§ **Okuma Parçası**:
9 Ağustos 2011 Salı

ÇOCUK YOGASI HAKKINDA YAZI MI?

Olur yazayım. Çocuklarla yoga yapmaya başlamak benim için çok yeni. Her tarafından toplasan iki yıl etmez. Ama onlar için üretmeye başladığım tarih çoook daha eski. Üstelik sadece çocuklar için değil, zaman zaman dostlarımın çocuklukları için, kendi çocukluğum için ortaya koyduklarım oldu. Buradan başladım ben yolculuğa. Yoganın devreye girmesi ise tamamen bir tesadüftür. Gurudwara Ashram yerine x bir ashramda yoga yapmış olsaydım, muhtemelen hiçbir zaman Eda Lisa için bir masal yazmayacak ve hiçbir zaman o masalla çıktığım yol bir blog olarak hayata geçmeyecekti. Tabii blog nasıl açılır noktasında uzaylıya mantı açmayı öğretir gibi bana blog kullanmayı öğreten Külkedisi'nin hakkını teslim etmek lazım!
Bu aşamadan sonrası sıkı bir hocayla eğitim idi. Aylin Tokcan'ı bulmamı sağlayan da bir melek oldu ki bunu atlamak haksızlık olur. Pıst orada mısın?
Hikayenin bundan sonrası hem çocuklar, hem de benim için tamamen deneme yanılmalarla dolu... Etiler'deki sosyetik anaokulunda verdiğim yaz okulu dersleri sonrası migren ağrılarım ve "ben bu işi yapamayacağım!" sancılarım, Emel Çakıroğlu'ndan aldığım telefonla doğal doğum tadına ulaşınca, bu pek de zarif olmayan bedenimden bir çocuk yogası eğitmeni yontulmaya başladı. Ben içimi, çocuklar dışımı yoğurdukça kalbim yaptığım işe, oyuna topyekün katılıverdi!
O zaman bu zaman okuduğum, gördüğüm, dokunduğum her şey anlam kazandı. Kızgınlığım, kırgınlığım, öfkem, yaratıcılığım, sevincim.. aklınıza ne gelirse.
Nefes, esneklik, sağlık, ruhun özgürlüğü... yüzlerce cümle dolanıp durdu aklımda... Şimdilik "çocuk depolarında"* ders veriyorum, bir de Şişli'de çok güzel, tertemiz bir salonda** uzun vade hayalim bu değil elbette. Ama yolun şu bölümünden zevk almak beni eminim gideceğim yere taşıyor.
Çocuklarla yapılan yoga tamamen bir oyun işi. Yoga felsefesinden ödün vermeden oynanan bir oyun. Ben, onlar izin verdikçe bir oyun kurucuyum. Onlar ise öğrencilerim değil, öğretmenlerim. Bana ayna tutan küçük periler olduklarını düşünüyorum. İçimdeki/içimizdeki iyiye ve kötüye yeniden bakmamı sağlayan dersler yapıyoruz beraberce.

§ **Gösterilen Veriler**:
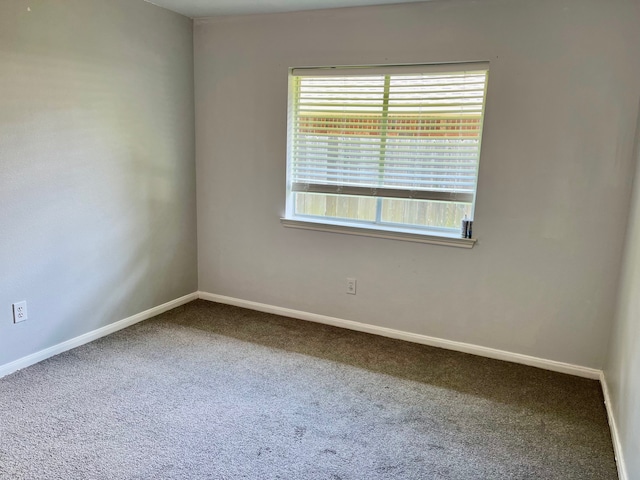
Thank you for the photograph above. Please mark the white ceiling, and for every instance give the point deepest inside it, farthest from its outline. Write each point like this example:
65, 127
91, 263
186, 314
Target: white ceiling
209, 8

§ **Çalışılacak Sorular**:
1. Çocuk yogası yazısına göre yazar, "çocuk depoları" dışında nerede ders veriyor?
2. Çocuk yogası yazısını kaldığı yerden devam ettirin.

§ **Yanıtlar**:
1. Şişli'deki çok güzel, tertemiz bir salonda.

2.
Hırçın ve kırgın bir yoga eğitmeni olamayacağı için, her gün içimin cam kırıklarını temizliyor, derse öyle gidiyorum. Çünkü onlara zarar vermemek benim en temel amacım. İşin kar kısmına gelirsek, eğer gelecekte bir gün öğrettiğim nefeslerden biri öfkelerini alıp götürürse, veya sınav öncesi güm güm atan kalplerini sakinleştirirse ne mutlu bana! Başka ne olabilir ki amacım?
Derslerimde drama, masal anlatma teknikleri, olumlama cümleleri, yerel oyunlar, nefes çalışması, mandala boyama ve küçük sohbetlerden faydalanıyorum. Yardımcı malzeme konusunda oldukça cimriyim, malzememiz bedenimiz mantığıyla yola çıkarak, minimum oyuncakla çalışmaya gayret ediyorum. Müzikleri mutlaka önceden seçip, dinliyor ve her ders için uygun olmalarını sağlamaya çalışıyorum. Bu dersin bir beden eğitimi dersine benzememesi için özellikle yoga duruşlarını ard arda yaptırmak tan kaçınıyorum. Duruşları akılda kalıcı hikayelerin içine yerleştirmeye gayret ediyorum. Yoga dersi akıllarında spor olarak kalmamalı.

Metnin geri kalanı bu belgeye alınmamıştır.